#### Work to complete
Print the data exactly as it appears, keeping every word.

#### Record set

*** Begin section ***

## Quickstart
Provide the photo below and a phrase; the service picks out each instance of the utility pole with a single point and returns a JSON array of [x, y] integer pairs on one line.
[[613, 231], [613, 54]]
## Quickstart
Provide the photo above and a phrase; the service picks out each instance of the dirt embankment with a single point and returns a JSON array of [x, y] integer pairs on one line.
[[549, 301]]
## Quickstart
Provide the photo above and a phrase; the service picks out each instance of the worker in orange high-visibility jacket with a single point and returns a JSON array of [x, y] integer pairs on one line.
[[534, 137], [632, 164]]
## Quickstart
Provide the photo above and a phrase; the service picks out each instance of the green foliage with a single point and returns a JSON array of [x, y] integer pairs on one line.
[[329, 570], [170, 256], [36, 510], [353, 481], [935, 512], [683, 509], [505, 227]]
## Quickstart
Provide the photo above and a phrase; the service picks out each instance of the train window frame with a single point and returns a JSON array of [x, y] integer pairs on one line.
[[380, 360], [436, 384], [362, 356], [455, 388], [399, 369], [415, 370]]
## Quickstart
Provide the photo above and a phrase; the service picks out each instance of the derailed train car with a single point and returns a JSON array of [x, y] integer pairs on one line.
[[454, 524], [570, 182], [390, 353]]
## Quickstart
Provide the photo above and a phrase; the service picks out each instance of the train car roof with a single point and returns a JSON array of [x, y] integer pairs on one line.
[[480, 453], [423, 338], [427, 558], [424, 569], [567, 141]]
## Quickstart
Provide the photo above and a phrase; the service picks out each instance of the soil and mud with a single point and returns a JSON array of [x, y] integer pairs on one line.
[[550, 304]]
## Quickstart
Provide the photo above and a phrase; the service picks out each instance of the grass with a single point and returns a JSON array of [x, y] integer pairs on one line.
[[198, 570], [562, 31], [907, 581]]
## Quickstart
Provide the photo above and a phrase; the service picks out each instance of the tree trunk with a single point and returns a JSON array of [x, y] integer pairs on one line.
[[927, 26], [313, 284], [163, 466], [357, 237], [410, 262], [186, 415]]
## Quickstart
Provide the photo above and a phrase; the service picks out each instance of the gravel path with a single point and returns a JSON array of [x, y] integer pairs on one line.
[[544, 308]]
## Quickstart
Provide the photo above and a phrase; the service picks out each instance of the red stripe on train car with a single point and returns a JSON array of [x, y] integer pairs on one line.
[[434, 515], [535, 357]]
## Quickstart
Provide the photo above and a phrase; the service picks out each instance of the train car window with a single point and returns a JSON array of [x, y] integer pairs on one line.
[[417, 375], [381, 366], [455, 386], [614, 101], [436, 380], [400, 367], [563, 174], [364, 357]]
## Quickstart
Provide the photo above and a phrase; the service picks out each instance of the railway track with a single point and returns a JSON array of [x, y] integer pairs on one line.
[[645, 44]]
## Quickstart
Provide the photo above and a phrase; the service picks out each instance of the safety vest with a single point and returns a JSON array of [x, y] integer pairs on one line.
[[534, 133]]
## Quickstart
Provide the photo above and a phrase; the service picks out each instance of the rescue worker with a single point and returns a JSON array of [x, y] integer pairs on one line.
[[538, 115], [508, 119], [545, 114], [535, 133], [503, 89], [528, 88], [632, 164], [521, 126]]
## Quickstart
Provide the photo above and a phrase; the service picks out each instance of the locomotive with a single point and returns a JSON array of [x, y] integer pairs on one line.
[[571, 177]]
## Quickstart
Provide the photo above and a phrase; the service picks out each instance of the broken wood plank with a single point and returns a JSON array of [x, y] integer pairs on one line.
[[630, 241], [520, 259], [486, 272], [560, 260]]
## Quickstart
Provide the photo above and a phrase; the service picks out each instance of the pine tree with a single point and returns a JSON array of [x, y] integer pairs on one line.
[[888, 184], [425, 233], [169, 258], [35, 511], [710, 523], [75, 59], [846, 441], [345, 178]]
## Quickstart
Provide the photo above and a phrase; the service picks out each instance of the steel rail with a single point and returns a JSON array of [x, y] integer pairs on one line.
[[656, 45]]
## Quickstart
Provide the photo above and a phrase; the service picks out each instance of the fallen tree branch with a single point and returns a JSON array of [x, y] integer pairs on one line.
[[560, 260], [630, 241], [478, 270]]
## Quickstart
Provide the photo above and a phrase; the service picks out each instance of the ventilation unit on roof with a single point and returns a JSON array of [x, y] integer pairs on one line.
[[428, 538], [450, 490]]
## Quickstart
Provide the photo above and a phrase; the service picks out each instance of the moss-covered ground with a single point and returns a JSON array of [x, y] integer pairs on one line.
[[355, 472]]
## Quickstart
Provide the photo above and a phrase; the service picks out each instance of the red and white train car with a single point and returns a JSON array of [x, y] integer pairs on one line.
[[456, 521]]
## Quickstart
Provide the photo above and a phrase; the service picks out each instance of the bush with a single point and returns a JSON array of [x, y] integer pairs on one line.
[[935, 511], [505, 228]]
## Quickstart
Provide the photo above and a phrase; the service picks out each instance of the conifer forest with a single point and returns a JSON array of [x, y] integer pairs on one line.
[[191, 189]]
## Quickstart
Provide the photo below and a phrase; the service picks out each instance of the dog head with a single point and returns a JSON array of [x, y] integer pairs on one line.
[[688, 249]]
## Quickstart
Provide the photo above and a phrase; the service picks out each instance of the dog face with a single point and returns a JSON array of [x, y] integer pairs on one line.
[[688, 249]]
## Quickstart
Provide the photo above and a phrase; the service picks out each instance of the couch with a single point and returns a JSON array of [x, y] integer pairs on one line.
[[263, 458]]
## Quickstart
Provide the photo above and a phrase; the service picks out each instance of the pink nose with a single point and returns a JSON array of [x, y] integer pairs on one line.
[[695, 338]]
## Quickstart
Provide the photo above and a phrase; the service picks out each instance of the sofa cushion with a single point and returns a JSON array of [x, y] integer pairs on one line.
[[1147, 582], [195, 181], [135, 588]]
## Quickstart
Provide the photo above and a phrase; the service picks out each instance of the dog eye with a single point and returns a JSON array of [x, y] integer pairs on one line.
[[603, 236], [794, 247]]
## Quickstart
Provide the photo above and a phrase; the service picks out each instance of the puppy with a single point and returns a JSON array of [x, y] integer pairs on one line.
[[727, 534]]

*** End section ***

#### Response to this exercise
## Quickstart
Provide the photo below and a phrase; the service picks out each instance of the utility pole with a single point and returns a JSON array of [x, y] integer pairs on one line.
[[613, 231], [613, 54]]
## Quickstart
Provide the photo above and a phrase; the service picks out each instance of the dirt embankment with a single point and returns a JSON array of [x, y] integer pairs on one line.
[[549, 301]]
## Quickstart
Provide the photo above and a phrase; the service picks out each instance of the worker in orange high-visibility jacket with a single point and returns a JSON array of [x, y] integer pairs on one line.
[[534, 137], [632, 164]]
## Quickstart
Provide the photo above and a phrase; the service picks out each instance of the green foliage with a single point and returns a JSON array of [x, y] integer pairs on one line.
[[329, 570], [170, 256], [36, 510], [353, 481], [935, 512], [683, 509], [505, 227]]
## Quickstart
Provide the photo above and a phrase; the service picks out each instance of the train window frame with a single point and returns a JSON array of [x, y] integer pairs on one line.
[[380, 360], [436, 384], [362, 356], [455, 388], [399, 369], [415, 370]]
## Quickstart
Provide the photo above and a phrase; the service picks out each instance of the derailed train car with a single point and returns a JSON array of [x, y] integer pairs on one line.
[[454, 524], [570, 182], [390, 353]]
## Quickstart
Provide the photo above and a phrase; the service picks out each instance of the train car roof with a single point and returns a JSON array of [x, y] integer pairs on one line.
[[480, 453], [423, 338], [427, 558], [424, 569], [567, 141]]
## Quickstart
Provide the photo above and a phrase; the service picks out each instance of the soil and mud with a single point and returns a JSON array of [x, y] integer pairs on one line.
[[550, 304]]
## Quickstart
Provide the photo above and a phrase; the service picks out each instance of the grass with a single point and returns a JSON array of [x, y] integer pairs on one line.
[[198, 570], [562, 31], [907, 581]]
## Quickstart
Provide the photo above and a phrase; the service picks out each instance of the tree trunk with a single point and returns a JSON array of [x, y] integer pairs on one line.
[[927, 26], [313, 284], [163, 466], [357, 237], [410, 262], [186, 415]]
## Quickstart
Provide the photo above and a phrase; the service picks out each instance of the gravel path with a single point and returns a JSON array of [x, y] integer pairs on one line.
[[544, 308]]
## Quickstart
Provide the photo above and a phrase; the service picks out each instance of the red stripe on train car with a single point and returns a JSON array of [x, y] integer pairs on one line.
[[434, 515], [535, 357]]
## Quickstart
Provide the photo above and a phrase; the service picks out each instance of the train car window with a single point and returns a JSON array of [x, y] integer pairs on one line.
[[417, 375], [381, 366], [455, 386], [614, 101], [436, 380], [400, 367], [563, 174], [364, 357]]
## Quickstart
Provide the photo above and a phrase; the service picks out each instance of the railway track with a single point and returns a JSON array of [x, y] integer pairs on one line.
[[645, 44]]
## Quickstart
Provide the photo above and a phrase; the service picks out each instance of the safety vest with a single point and returns a JSON array of [x, y] integer pairs on one line.
[[534, 133]]
## Quickstart
Provide the photo above and a phrase; the service picks out each instance of the rescue worker with a single point and returns a JSON array of [x, y] integer pairs on one line.
[[538, 115], [508, 119], [545, 114], [535, 133], [503, 89], [528, 88], [632, 164], [521, 126]]
## Quickstart
Provide the photo above and a phrase; the service picks out each instance of the locomotive with a single point and returns a JSON array of [x, y] integer pairs on one line.
[[571, 177]]
## Quickstart
Provide the photo above and a phrase; the service picks out each instance of the broken wood plank with a single point and returns a JSON array of [x, y] integer pairs on one line.
[[630, 241], [520, 259], [486, 272], [560, 260]]
## Quickstart
Provide the photo above and a phrase; the service picks out each instance of the pine tree with a single point and returns a JSON array of [x, y] integer pairs on one line.
[[888, 184], [425, 233], [169, 258], [35, 511], [710, 523], [75, 59], [846, 441], [345, 178]]
## Quickstart
Provide the photo above and a phrase; the service picks out each instance of the steel rail with a single point and returns a JSON array of [x, y] integer pairs on one line.
[[656, 45]]
## Quickstart
Provide the photo above and a phrase; the service picks out each instance of the fallen tree branch with a single point and returns a JSON array of [x, y] integer pairs on one line.
[[560, 260], [630, 241], [478, 270]]
## Quickstart
Provide the photo above and a phrase; the service picks out each instance of the ventilation unit on roof with a single point and returns a JSON array of [x, y] integer pairs on one line.
[[428, 538], [450, 490]]
## Quickstart
Provide the photo above and a phrase; the service picks out each instance of the moss-covered ground with a single point and returns a JSON array of [x, y] integer pairs on one line.
[[355, 472]]
## Quickstart
Provide the photo above and a phrase; the service picks out each instance of the red and white train car with a single point and returns a JSON array of [x, y] integer pairs on one line.
[[456, 521]]
## Quickstart
Provide the photo above and a phrase; the service picks out each instance of the bush with a single point and returns a JSON array of [x, y] integer pairs on one line.
[[935, 511], [505, 228]]
## Quickstart
Provide the photo above and a phrase; the service picks out each instance of the conifer forest with a single point and returns a JSON array of [x, y] integer pairs on one line.
[[191, 189]]
## Quickstart
Provide the photo below and a phrase; the service picks out each instance of the dog head with a single point and returns a JSON array of [x, y] integer pairs on one line.
[[688, 249]]
## Quickstart
Provide the photo above and a phrase; the service picks out each instance of the dog face with a single point and returns a JSON array of [x, y] integer pairs on one line.
[[688, 249]]
## Quickstart
Provide the photo above and a phrase; the service picks out each instance of the couch with a single point and returns a JSON array of [x, y] integer pairs on one line.
[[263, 458]]
## Quickstart
Provide the photo above and a phrase; the service picks out each instance of the pink nose with a single point and returns a JSON array of [x, y] integer pairs on one line.
[[695, 338]]
## Quickstart
Provide the photo above and a phrase; the service picks out each instance of the sofa cushion with a single point and returns a JSON array of [x, y] integer pairs on one line.
[[1147, 582], [195, 181], [135, 588]]
## Quickstart
Provide the photo above and a phrase; the service picks out each instance of the dog eye with a single point and returns a JSON array of [x, y] integer pairs on one line.
[[603, 236], [794, 247]]
## Quickstart
Provide the photo above and a phrase; the service picks out each instance of the puppy with a single point and returns a JSON array of [x, y] integer pairs on one line.
[[727, 534]]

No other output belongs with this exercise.